╭─ Отрывок

Социолог, руководитель Social Foresight Group, Анна Кулешова опубликовала недавно памятку о мерах предосторожности при участии в социологических опросах, которые проходят в России. На идею составить этот документ Анну подтолкнула информация, которую она получает от коллег в России. В последний раз, например, её знакомая проводила соцопрос среди релокантов, а его результаты предназначались, скорее всего, для силовых структур или администрации президента России.
В России пока не было прецедентов судебных преследований за участие в социологических опросах, но проблемы могут возникнуть, если вы неосторожно прокомментируете на улице какие-то актуальные события, например, журналистам. Так, 6 сентября суд будет решать судьбу москвича Юрия Коховца, который летом 2022-го года ответил на вопросы «Радио Свобода» в Москве. Корреспондент проводил уличный опрос горожан. Юрий негативно высказался о вторжении России в Украину. После публикации сюжета, суд приговорил 38-летнего Коховца к пяти годам принудительных работ по делу «о фейках о ВС РФ». Однако сейчас прокуратура требует отправить Коховца в колонию.
Общение с журналистами, конечно, очень сильно отличается от взаимодействия с социологами, но, по мнению автора памятки, сегодня россиянам необходимо всегда помнить о возможных рисках. Авторитетные социологи Анна Кулешова, Любовь Борусяк и Денис Волков рассказали журналу «Спектр», о работе ученых в современных условиях и каким образом они оберегают данные своих респондентов.
Анна Кулешова, сооснователь ассоциации Social Researchers Across Borders, руководитель Social Foresight Group.
- Недавно Вы опубликовали «Памятку по безопасному прохождению соцопросов». Почему Вы решили сейчас обратить внимание на эту тему?
- Зная об ограничениях с опросными платформами в России, мы обсуждали с коллегами, насколько сегодня безопасно для респондентов принимать участие в опросах. Затем у меня был разговора с респондентом, который признался, что, когда ему звонят, он всегда идет на контакт. Недавно ему звонили якобы из «Левада-Центра» и спросили, поддерживает ли он Путина? Тот честно ответил, что нет и даже предложил всю семью позвать, чтобы те тоже заявили о своей позиции. Я поняла, что «Левада-Центр» в такой формулировке вопросы не задает. Явно кто-то прикинулся сотрудником этой структурой. Не знаю, будут ли какие-то последствия для человека после этой беседы, но видимо теперь в России наряду с мошенниками типа «полковник МВД или ФСБ», появились и те, кто звонит под видом социологических служб и собирает данные о людях. Это реальная проблема.
Наряду с той, что хранение данных опросов в России сегодня не безопасно. Даже если речь идет о таких невинных сведениях, что человек сейчас живет в Армении, но собирается вернуться. Кажется, что никакой опасности в этом нет, но если респондент использует при опросе тот же браузер, с которого он заходит на Госуслуги, где у него сохранены пароли, то в такой ситуации информация перестает быть анонимной. Это важный риск, который стоит учитывать.

╰─
╭─ Фрагмент данных

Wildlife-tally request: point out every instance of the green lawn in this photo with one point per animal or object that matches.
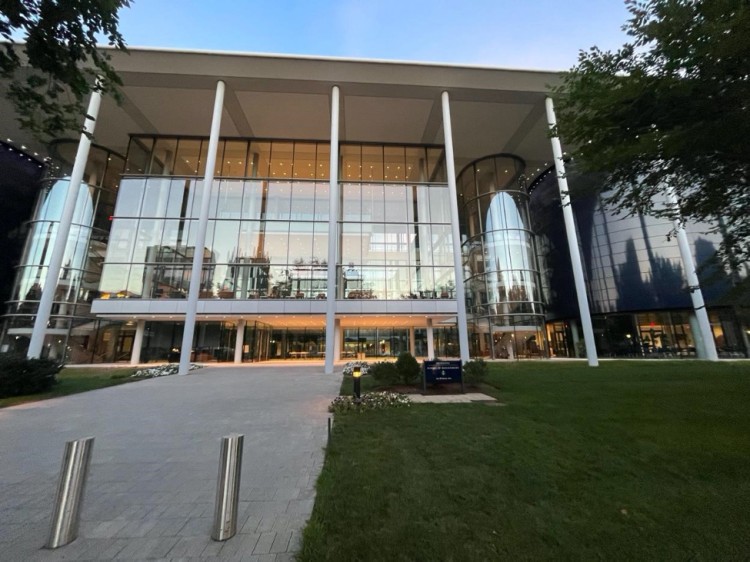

╰─

> Ваше задание:
Продолжите текст о рисках участия в социологических опросах в России, начав сразу после его последнего предложения.

> Результат упражнения:
Если Вы авторизуетесь в Госуслугах, на Mail. Ru, VK (ВКонтакте) и на многих других сайтах, то потом можете зайти туда, не вводя логин и пароль. Это происходит за счет того, что в вашем браузере сохраняются специальные «куки» — идентификаторы, которые позволяют сайту определить, что вы не нем уже были. Если составитель опросной формы хочет, чтобы пользователь был не анонимный, то он вставит в эту форму буквально один пиксель, который отправит человека на Госуслуги или другой сайт. Этот пиксель — буквально маленькая незаметная точка на экране. Соответственно, когда респондент заполняет форму происходит его идентификация. Идентификаторы подсказывают, что человек был на сайте, как Иванов Иван Иванович.
Плюс часть российских социологов не работают в рамках научной беспристрастности. Они ангажированы. На меня недавно вышла коллега, которая несколько лет назад гордилась тем, что её сын живет в Америке. Сейчас она не понимает, почему молодые россияне, у которых «всё есть», уезжают из страны. Косвенно из того, что она говорила, стало ясно, что результаты опроса, который она ведет из России среди уехавших, предназначены для силовых структур или администрации президента (АП). Понятно, что сейчас у властей есть задача вернуть россиян, усложнив им жизнь за границей. В такой ситуации работа социолога может быть использована против соотечественников за рубежом.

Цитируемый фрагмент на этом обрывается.